All My Eye

Ingenta launches pub2web

Friday, November 23, 2007

Editor's note: Following a positive reaction to last week's social media news release, I am using the format again for this week's announcement. The "plain" version of this release here.

For immediate release
27th November 2007

Ingenta launches pub2web
Next generation publications platform is best-of-breed solution to evolving publisher and user needs

Ingenta, the technology provider that connects the publishing and information industries, today announces the launch of its next generation publications platform, pub2web. This full-service feature-rich publishing system assembles best-of-breed components into a scalable, extensible platform, building on the proven technical architecture of leading research destination IngentaConnect while offering comprehensive customisation options to its clients. [More about the system's architecture] Publishers will benefit from fully-tailored graphical design, flexible information and content architecture, and an extensive suite of functionality that ranges from standard website navigation tools, to leading-edge features that take advantage of evolving browser capabilities.

------

» Required task 1
Answer these questions from the pub2web announcement:
(a) Which format for news releases is the editor using again?
(b) The platform builds on the technical architecture of which research destination?
(c) How does the release describe Ingenta?
» Required task 2
Duplicate the portion of the pub2web announcement from "Ingenta, the technology" up to and including "evolving browser capabilities.".

------

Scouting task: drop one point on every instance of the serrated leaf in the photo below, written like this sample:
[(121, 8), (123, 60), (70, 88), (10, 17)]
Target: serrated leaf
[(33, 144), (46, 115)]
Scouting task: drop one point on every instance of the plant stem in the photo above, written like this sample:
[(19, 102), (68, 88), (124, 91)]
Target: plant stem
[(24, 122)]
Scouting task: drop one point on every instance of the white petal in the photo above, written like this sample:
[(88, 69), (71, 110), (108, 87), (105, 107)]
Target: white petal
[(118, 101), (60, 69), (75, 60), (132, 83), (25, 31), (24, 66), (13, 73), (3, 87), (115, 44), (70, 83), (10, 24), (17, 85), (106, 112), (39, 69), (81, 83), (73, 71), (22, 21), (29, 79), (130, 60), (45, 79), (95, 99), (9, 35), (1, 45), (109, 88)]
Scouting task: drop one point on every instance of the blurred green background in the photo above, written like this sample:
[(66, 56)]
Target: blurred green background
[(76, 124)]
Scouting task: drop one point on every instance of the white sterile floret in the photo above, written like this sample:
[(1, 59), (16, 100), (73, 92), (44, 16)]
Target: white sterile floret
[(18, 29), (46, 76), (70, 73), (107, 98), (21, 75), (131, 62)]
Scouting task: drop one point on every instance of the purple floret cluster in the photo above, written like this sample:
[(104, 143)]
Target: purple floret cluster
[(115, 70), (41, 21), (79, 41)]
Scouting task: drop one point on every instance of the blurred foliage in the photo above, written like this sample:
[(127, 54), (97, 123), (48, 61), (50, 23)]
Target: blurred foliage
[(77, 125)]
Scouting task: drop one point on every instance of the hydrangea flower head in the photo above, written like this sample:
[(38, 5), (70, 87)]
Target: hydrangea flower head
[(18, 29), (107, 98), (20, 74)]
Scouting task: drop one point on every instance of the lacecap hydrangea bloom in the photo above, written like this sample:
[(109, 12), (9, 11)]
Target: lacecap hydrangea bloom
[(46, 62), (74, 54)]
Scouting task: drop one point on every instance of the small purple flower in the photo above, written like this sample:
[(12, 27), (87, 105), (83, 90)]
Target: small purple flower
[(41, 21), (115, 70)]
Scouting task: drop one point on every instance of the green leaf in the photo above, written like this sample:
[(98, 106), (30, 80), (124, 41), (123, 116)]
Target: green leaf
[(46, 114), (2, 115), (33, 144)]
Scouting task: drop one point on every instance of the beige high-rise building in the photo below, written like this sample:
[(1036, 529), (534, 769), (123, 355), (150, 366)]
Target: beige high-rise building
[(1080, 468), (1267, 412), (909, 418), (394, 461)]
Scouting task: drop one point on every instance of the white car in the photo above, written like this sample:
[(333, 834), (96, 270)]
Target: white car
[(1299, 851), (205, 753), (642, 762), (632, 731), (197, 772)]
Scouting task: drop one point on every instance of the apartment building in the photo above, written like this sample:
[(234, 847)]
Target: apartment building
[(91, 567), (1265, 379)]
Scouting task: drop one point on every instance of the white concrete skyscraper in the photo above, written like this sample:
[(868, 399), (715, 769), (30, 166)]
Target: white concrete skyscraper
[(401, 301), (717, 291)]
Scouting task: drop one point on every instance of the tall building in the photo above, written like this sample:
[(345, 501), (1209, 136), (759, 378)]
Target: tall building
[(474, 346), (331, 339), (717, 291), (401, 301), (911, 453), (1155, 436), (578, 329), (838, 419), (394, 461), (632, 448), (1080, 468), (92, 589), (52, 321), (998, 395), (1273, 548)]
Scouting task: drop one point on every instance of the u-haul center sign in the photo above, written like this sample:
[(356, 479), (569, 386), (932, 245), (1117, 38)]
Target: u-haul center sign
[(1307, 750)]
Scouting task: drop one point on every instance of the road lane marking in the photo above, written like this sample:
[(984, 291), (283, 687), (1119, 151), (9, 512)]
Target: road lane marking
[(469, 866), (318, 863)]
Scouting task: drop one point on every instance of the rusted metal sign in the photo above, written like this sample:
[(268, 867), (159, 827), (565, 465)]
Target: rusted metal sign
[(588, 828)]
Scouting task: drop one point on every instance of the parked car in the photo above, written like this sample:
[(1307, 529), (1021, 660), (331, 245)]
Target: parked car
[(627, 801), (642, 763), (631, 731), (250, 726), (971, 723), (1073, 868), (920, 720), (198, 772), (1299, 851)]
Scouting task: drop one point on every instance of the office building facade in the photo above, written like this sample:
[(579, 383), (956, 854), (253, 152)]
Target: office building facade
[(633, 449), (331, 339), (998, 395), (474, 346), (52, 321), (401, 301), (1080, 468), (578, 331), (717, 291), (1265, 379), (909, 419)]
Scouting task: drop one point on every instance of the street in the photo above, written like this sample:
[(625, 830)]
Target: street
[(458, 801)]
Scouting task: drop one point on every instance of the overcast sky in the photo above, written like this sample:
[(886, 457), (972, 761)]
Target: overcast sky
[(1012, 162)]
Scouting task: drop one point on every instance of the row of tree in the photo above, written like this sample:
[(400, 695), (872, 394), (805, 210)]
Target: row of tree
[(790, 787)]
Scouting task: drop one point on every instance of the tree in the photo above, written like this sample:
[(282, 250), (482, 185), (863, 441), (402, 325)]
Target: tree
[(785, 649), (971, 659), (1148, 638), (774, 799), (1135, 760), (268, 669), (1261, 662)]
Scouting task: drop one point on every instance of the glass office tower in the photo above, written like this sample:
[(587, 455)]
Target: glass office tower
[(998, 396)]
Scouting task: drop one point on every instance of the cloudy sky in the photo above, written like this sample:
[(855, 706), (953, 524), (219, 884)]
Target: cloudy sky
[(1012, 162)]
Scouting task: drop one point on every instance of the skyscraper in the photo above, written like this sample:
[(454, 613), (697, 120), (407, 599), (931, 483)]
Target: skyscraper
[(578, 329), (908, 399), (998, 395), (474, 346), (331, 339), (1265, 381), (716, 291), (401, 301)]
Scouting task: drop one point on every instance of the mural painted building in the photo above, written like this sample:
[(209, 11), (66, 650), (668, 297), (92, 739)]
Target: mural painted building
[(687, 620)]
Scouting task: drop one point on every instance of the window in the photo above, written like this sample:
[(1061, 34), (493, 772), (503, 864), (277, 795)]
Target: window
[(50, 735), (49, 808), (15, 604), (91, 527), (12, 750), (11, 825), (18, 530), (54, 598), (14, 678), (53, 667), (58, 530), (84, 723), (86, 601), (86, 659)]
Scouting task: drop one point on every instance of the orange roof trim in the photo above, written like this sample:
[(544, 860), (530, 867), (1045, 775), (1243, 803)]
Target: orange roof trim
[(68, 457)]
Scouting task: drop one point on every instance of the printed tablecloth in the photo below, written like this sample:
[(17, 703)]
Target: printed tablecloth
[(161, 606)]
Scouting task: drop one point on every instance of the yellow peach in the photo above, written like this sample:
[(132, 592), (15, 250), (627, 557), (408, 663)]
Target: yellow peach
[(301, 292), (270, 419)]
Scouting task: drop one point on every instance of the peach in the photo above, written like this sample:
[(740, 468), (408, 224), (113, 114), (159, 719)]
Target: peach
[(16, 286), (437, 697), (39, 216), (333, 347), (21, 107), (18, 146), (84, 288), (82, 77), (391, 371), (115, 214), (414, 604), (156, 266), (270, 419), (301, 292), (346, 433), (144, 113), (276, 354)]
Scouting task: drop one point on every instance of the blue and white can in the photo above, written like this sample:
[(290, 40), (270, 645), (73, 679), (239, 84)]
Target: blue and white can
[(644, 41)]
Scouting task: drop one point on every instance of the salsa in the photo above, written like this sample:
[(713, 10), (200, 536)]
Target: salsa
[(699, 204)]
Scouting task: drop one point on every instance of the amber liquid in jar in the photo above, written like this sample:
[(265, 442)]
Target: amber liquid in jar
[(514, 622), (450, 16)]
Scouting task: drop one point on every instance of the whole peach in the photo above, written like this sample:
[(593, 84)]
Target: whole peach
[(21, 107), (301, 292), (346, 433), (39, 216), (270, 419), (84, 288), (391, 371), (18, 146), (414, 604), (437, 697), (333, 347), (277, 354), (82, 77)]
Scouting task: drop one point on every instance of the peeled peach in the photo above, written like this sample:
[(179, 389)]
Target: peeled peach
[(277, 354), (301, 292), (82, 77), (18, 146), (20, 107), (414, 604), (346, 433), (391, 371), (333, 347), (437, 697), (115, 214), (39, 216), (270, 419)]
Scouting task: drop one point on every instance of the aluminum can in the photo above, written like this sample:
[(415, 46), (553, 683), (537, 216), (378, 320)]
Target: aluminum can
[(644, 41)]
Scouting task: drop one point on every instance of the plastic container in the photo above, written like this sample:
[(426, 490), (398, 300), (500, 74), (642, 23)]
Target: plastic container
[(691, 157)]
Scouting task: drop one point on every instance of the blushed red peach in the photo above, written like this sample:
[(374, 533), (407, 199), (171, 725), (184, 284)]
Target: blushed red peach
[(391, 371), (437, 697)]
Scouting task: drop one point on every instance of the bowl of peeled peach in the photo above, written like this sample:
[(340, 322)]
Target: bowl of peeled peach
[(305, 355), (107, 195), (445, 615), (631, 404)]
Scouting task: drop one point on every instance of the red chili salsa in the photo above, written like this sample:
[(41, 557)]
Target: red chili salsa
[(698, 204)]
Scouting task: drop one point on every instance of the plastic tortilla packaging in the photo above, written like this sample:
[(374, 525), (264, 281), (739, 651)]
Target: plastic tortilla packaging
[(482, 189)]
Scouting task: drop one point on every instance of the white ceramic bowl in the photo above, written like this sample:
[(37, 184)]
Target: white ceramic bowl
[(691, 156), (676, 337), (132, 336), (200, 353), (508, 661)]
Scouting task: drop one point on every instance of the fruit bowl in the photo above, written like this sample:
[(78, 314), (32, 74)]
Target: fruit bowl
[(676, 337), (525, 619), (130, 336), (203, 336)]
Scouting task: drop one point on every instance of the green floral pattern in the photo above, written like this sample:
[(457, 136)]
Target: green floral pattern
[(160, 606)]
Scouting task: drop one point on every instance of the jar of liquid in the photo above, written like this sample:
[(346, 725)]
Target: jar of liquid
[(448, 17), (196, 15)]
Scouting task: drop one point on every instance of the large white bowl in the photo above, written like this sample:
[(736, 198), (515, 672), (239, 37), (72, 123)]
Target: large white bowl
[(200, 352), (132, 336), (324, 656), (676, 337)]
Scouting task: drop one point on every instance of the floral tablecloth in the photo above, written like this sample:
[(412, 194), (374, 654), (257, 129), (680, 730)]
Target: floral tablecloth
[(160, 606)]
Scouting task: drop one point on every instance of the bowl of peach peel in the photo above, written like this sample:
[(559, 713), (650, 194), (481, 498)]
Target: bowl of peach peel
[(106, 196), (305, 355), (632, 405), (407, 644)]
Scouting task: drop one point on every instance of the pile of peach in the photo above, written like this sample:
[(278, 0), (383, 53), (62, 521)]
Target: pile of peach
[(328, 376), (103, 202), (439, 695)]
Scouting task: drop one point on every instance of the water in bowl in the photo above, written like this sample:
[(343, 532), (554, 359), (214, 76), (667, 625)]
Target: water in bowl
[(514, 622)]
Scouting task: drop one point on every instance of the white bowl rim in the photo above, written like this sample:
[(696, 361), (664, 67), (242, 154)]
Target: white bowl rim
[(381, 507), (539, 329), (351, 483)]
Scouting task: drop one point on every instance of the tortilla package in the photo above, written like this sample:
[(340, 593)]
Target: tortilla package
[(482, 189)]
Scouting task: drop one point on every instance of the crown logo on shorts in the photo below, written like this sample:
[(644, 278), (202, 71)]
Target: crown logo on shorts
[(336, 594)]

------

» Expected answer 1
(a) The social media news release format.
(b) IngentaConnect.
(c) As the technology provider that connects the publishing and information industries.

» Expected answer 2
Ingenta, the technology provider that connects the publishing and information industries, today announces the launch of its next generation publications platform, pub2web. This full-service feature-rich publishing system assembles best-of-breed components into a scalable, extensible platform, building on the proven technical architecture of leading research destination IngentaConnect while offering comprehensive customisation options to its clients. [More about the system's architecture] Publishers will benefit from fully-tailored graphical design, flexible information and content architecture, and an extensive suite of functionality that ranges from standard website navigation tools, to leading-edge features that take advantage of evolving browser capabilities.